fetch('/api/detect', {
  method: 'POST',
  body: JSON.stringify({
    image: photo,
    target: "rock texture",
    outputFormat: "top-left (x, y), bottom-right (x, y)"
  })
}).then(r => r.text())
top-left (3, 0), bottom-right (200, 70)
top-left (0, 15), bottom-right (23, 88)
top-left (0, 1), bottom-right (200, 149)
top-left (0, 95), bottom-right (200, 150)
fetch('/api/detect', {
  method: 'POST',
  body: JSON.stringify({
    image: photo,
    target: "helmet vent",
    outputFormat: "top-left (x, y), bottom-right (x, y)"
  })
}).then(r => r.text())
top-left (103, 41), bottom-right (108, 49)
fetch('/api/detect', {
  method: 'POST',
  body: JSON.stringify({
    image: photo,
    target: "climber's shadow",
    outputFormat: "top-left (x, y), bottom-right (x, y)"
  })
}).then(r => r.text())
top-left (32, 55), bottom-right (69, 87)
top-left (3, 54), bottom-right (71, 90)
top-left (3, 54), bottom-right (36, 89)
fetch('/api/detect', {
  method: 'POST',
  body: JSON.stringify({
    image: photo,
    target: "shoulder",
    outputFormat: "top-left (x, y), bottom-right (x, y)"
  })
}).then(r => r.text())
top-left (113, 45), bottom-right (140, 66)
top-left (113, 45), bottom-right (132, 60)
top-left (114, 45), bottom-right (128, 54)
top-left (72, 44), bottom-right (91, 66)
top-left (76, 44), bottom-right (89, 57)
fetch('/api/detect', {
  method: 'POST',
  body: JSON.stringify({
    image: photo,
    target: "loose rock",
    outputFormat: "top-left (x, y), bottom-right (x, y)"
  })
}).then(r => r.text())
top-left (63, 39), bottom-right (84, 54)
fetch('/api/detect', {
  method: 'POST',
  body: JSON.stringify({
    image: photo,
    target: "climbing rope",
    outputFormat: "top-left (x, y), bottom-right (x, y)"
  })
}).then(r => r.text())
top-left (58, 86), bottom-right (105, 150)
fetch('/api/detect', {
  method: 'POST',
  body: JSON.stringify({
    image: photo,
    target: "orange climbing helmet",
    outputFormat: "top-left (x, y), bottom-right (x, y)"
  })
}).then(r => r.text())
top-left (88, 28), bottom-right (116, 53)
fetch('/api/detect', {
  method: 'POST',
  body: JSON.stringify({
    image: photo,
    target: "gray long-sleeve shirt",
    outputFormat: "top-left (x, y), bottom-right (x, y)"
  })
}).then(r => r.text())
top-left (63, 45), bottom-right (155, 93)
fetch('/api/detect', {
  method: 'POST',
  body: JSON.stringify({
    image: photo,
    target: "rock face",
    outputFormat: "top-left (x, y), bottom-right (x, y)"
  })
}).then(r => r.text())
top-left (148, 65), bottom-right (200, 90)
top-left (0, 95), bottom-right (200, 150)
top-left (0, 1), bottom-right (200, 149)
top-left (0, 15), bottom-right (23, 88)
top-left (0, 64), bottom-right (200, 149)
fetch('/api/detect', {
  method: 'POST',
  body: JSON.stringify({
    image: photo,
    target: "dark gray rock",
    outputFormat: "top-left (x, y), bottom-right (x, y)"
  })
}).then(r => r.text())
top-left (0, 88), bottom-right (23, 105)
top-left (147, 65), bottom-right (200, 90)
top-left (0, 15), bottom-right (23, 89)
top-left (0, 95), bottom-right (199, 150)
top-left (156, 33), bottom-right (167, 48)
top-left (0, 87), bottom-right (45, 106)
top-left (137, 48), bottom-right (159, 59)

━━━

▶ Exercise requirements
Only lines with the word "gray" go in the answer. Take them all from the entries above.

▶ Answer to the exercise
    target: "gray long-sleeve shirt",
    target: "dark gray rock",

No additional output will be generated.